──────── 提示文 ────────

不動産売却において売主が気をつけないといけないことの一つに依頼した不動産業者による「囲い込み」があります。
他社に案内・紹介させずに自社だけで販売活動をしようとすることです。
今回はそんな不動産業者の「囲い込み」について、最もよく行われていると考えられる「オーソドックスな囲い込み」レインズに登録はするけど実質囲い込むという方法について解説していきたいと思います。
不動産業者の「レインズ登録ありの囲い込み」戦術
不動産売却において囲い込みとは他社に紹介・案内させずに自社だけで販売活動をすることで、
何故そんなことをするかというと、売主・買主両方からの仲介手数料をもらえる「両手仲介」をするためにそんなことをしています。
そんな囲い込みですが、不動産業者同士の物件情報共有サイト「レインズ」に登録しないことで、他社に売り物件が出たことを察知させない方法で「囲い込み」をするという方法もあります。
しかしこの方法はあまり一般的な囲い込み戦術ではなく、オーソドックスな囲い込み戦術としては、レインズに登録してルールは守っているフリは維持しつつ、実質的に囲い込みをするという方法になります。
不動産売却依頼を受けるとレインズの登録義務がある
不動産業者は不動産売却依頼を受けると「指定流通機構」いわゆる「レインズ」に登録しないといけません。
宅地建物取引業者は、専任媒介契約を締結したときは、契約の相手方を探索するため、国土交通省令で定める期間内に、当該専任媒介契約の目的物である宅地又は建物につき、所在、規模、形質、売買すべき価額その他国土交通省令で定める事項を、国土交通省令で定めるところにより、国土交通大臣が指定する者(以下「指定流通機構」という。)に登録しなければならない。
宅建業法第34条の2第5項
専任媒介契約の場合にはレインズの登録義務があります。一般媒介契約を選択している場合にはレインズの登録義務はありません。
このようなルール上、不動産業者がレインズに物件を登録せず、情報を他社に漏らさないことによって囲い込みをする作戦としては、
- 専任媒介契約ですがルールを破ってレインズに登録しない
- あえて一般媒介契約にしてレインズに登録しない
方法があります。前者の方はレインズには登録ないけど、スーモやアットホームには掲載があるパターンです。(単純に宅建業法違反になりますが)後者の方は、自社しか売却を依頼されていないので本来は専任媒介契約にすべきところを「あえて一般媒介」にしてレインズの登録義務を回避する戦術です。
レインズには登録するけど「商談中」
現代の悪質な不動産業者が行う囲い込みの方法で最もオーソドックスな方法が、「レインズに登録はするけど商談中という」というパターンです。
普通の不動産業者っぽくレインズに売り物件の登録をして、その情報を見た他社が「この物件紹介させてください」って言ってきた場合は、「商談中なんで紹介できません」と言って断るわけです。
この方法を取れば宅建業法違反にもなりません。

────────

§ **指示 1**: 一覧から文字列「desk」を含む行をすべて特定し、省略せずに書き写してください。大文字と小文字は区別します。

──────── 参照データ ────────

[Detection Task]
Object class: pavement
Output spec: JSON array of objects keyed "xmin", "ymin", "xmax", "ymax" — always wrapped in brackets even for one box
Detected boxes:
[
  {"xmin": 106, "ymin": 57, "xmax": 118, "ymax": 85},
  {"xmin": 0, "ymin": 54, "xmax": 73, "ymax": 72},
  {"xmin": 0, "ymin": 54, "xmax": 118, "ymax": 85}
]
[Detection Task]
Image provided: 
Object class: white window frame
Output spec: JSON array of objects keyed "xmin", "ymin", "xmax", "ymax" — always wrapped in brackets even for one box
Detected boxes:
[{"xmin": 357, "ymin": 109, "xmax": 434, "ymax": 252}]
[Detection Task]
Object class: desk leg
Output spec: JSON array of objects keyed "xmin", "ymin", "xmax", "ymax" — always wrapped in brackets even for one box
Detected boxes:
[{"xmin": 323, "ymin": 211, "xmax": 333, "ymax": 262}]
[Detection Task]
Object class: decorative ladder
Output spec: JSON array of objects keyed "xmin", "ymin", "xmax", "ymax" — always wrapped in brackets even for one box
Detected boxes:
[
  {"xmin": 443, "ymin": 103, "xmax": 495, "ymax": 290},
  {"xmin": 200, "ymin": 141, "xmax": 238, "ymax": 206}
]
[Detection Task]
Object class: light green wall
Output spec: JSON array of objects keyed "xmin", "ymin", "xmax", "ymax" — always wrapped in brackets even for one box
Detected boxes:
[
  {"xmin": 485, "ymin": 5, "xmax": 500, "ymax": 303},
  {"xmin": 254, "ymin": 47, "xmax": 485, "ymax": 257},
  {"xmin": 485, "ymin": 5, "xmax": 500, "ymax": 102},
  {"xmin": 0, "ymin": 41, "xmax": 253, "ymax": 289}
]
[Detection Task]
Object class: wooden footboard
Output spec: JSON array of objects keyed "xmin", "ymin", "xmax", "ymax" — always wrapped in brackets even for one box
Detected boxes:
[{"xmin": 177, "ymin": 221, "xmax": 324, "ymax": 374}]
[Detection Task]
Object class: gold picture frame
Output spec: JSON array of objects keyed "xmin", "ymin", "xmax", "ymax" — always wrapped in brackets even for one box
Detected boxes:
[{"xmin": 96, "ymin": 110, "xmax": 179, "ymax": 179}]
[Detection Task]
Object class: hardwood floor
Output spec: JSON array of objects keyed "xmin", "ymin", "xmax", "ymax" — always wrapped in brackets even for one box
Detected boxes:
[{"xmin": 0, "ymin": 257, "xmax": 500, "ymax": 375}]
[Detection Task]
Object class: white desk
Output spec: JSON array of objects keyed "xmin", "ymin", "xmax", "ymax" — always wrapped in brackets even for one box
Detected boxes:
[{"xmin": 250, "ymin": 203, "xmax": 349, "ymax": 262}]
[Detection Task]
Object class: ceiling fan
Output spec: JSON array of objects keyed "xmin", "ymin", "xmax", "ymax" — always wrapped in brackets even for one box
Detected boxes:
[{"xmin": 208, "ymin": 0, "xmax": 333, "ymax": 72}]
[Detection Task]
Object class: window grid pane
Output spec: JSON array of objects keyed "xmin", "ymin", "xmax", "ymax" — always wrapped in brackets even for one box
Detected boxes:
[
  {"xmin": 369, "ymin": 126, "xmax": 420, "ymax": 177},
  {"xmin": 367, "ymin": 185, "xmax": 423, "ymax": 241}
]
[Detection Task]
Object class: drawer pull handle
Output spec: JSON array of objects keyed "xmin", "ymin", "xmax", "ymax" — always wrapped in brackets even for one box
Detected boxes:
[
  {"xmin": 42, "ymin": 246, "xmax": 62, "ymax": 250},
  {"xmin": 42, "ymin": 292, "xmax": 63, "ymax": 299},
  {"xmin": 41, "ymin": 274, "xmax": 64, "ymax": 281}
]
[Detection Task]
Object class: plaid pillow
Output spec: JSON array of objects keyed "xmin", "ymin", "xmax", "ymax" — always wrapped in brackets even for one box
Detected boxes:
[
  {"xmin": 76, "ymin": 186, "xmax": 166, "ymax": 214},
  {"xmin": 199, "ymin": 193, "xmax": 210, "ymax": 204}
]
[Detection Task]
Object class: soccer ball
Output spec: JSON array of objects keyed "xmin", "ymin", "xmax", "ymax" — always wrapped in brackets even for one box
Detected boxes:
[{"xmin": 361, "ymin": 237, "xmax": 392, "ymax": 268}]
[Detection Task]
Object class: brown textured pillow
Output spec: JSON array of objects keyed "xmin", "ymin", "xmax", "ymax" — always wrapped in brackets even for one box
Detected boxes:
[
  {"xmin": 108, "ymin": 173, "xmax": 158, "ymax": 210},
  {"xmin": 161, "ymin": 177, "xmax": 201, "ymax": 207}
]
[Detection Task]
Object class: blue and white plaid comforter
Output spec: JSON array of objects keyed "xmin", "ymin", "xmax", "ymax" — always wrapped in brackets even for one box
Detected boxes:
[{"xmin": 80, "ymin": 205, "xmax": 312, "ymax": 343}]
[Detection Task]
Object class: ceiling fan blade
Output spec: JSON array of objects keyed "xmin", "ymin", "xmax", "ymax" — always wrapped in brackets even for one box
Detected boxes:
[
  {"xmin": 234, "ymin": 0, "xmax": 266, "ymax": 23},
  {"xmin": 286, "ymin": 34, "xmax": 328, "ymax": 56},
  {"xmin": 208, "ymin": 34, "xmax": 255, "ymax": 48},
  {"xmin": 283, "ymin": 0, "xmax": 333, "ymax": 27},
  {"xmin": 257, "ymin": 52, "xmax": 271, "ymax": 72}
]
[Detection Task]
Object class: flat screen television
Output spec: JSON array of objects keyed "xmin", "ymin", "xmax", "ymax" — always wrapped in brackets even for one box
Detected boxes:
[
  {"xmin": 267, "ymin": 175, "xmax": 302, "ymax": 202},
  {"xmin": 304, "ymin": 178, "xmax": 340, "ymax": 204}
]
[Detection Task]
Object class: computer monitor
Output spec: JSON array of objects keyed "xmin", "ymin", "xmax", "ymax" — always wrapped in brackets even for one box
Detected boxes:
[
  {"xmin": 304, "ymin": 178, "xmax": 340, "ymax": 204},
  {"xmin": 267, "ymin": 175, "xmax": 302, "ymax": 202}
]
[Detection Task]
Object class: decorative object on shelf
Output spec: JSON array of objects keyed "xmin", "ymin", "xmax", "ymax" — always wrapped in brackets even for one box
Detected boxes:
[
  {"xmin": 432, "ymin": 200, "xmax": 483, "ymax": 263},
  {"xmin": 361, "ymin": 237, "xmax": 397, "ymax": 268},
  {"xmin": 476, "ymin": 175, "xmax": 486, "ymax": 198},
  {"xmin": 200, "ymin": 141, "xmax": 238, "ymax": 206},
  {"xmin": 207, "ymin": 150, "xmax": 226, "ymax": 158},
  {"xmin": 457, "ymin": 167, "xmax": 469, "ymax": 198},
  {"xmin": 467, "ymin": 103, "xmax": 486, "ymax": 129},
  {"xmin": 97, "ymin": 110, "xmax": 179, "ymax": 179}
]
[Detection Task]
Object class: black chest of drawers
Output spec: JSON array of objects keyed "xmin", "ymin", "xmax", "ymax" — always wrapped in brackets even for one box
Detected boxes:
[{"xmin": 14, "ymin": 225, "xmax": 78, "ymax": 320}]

────────

§ **指示 2**: 囲い込みについての文章のうち、「他社に案内・紹介させずに自社だけで販売活動をしようとすることです。」から始まり「めにそんなことをしています。」で終わる部分を、「販売活動」を「営業活動」に置き換えたうえで書き直してください。

§ **回答 1**:
Object class: desk leg
Object class: white desk

§ **回答 2**:
他社に案内・紹介させずに自社だけで営業活動をしようとすることです。
今回はそんな不動産業者の「囲い込み」について、最もよく行われていると考えられる「オーソドックスな囲い込み」レインズに登録はするけど実質囲い込むという方法について解説していきたいと思います。
不動産業者の「レインズ登録ありの囲い込み」戦術
不動産売却において囲い込みとは他社に紹介・案内させずに自社だけで営業活動をすることで、
何故そんなことをするかというと、売主・買主両方からの仲介手数料をもらえる「両手仲介」をするためにそんなことをしています。